*WHAT IS BEING ASKED:* Rewrite the material below in full, swapping "even-odd rule" for "nonzero winding rule" throughout and leaving everything else unchanged.

[A run of records]
==*==
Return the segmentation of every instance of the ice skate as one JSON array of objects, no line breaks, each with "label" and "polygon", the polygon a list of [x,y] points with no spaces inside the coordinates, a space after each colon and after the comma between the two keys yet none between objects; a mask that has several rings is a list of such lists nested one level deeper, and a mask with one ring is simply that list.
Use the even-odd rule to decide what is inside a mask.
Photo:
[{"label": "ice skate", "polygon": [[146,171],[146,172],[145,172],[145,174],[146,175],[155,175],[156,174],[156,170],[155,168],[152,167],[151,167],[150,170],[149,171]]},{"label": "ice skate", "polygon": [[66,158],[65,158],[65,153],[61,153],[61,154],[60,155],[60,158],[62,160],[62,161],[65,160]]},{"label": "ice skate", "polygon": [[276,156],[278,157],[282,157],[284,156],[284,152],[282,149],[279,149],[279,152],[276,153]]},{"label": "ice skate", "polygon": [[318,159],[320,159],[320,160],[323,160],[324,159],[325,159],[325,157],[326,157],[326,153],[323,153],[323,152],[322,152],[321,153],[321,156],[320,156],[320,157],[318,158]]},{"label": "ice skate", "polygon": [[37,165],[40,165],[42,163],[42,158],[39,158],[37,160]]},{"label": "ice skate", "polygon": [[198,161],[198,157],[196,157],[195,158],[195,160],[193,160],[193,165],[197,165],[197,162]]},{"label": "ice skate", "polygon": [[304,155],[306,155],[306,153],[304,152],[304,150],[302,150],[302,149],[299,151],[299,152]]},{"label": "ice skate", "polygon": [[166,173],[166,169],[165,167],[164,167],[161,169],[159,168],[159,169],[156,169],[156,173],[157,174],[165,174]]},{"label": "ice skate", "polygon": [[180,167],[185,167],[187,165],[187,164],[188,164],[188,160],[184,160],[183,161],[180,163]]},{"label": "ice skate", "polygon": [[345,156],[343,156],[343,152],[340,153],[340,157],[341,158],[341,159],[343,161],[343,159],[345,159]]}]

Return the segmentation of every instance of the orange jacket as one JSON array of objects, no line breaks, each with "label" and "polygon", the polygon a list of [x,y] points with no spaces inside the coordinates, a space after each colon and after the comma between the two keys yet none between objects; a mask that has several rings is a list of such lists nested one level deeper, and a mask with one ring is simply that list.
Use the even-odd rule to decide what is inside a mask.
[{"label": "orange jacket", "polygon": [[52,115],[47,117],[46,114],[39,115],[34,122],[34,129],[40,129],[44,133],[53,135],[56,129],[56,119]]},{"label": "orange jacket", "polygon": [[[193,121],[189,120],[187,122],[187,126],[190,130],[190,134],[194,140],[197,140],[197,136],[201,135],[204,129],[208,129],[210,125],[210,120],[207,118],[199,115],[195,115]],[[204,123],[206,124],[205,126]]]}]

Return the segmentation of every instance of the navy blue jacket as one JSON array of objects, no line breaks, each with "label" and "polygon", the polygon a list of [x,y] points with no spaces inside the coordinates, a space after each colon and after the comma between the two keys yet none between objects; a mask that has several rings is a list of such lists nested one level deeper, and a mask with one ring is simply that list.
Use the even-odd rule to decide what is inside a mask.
==*==
*WRITTEN RESPONSE:*
Return the segmentation of every instance of the ice skate as one JSON array of objects, no line breaks, each with "label" and "polygon", the polygon a list of [x,y] points with no spaces inside the coordinates, a space after each colon and after the comma between the two keys yet none between objects; a mask that has several rings is a list of such lists nested one level deeper, and a mask with one ring is simply that list.
Use the nonzero winding rule to decide what is inside a mask.
Photo:
[{"label": "ice skate", "polygon": [[146,171],[146,172],[145,172],[145,174],[146,175],[155,175],[156,174],[156,170],[155,168],[152,167],[151,167],[150,170],[149,171]]},{"label": "ice skate", "polygon": [[66,158],[65,158],[65,153],[61,153],[61,154],[60,155],[60,158],[62,160],[62,161],[65,160]]},{"label": "ice skate", "polygon": [[276,156],[278,157],[282,157],[284,156],[284,152],[282,149],[279,149],[279,152],[276,153]]},{"label": "ice skate", "polygon": [[318,159],[320,159],[320,160],[323,160],[324,159],[325,159],[325,157],[326,157],[326,153],[323,153],[323,152],[322,152],[321,153],[321,156],[320,156],[320,157],[318,158]]},{"label": "ice skate", "polygon": [[37,165],[40,165],[42,163],[42,158],[39,158],[37,160]]},{"label": "ice skate", "polygon": [[198,161],[198,157],[196,157],[195,158],[195,160],[193,160],[193,165],[197,165],[197,162]]},{"label": "ice skate", "polygon": [[304,155],[306,155],[306,153],[304,152],[304,150],[302,150],[302,149],[299,151],[299,152]]},{"label": "ice skate", "polygon": [[166,173],[166,169],[165,167],[164,167],[161,169],[159,168],[159,169],[156,169],[156,173],[157,174],[165,174]]},{"label": "ice skate", "polygon": [[180,167],[185,167],[187,165],[187,164],[188,164],[188,160],[184,160],[183,161],[180,163]]},{"label": "ice skate", "polygon": [[345,156],[343,156],[343,152],[340,153],[340,157],[341,158],[341,159],[343,161],[343,159],[345,159]]}]

Return the segmentation of every instance of the orange jacket as one JSON array of objects, no line breaks, each with "label" and "polygon", the polygon a list of [x,y] points with no spaces inside the coordinates, a space after each colon and after the comma between the two keys yet none between objects; a mask that has several rings is a list of such lists nested one level deeper, and a mask with one ring is simply that list.
Use the nonzero winding rule to decide what is inside a mask.
[{"label": "orange jacket", "polygon": [[52,115],[47,117],[46,114],[39,115],[34,122],[34,129],[40,129],[44,133],[53,135],[56,129],[56,119]]},{"label": "orange jacket", "polygon": [[[193,121],[189,120],[187,122],[187,126],[190,130],[190,134],[194,140],[197,140],[197,136],[201,135],[204,129],[208,129],[210,125],[210,120],[207,118],[199,115],[195,115]],[[204,123],[206,124],[205,126]]]}]

Return the segmentation of every instance of the navy blue jacket as one JSON array of objects, no line breaks, each with "label" and "polygon", the polygon a list of [x,y] points with no spaces inside the coordinates, a space after each colon and after the comma between the two keys yet none between objects; a mask that has several rings is a list of such lists nested one level deeper, and a mask with one ring is simply that list.
Use the nonzero winding rule to decide what is inside a mask.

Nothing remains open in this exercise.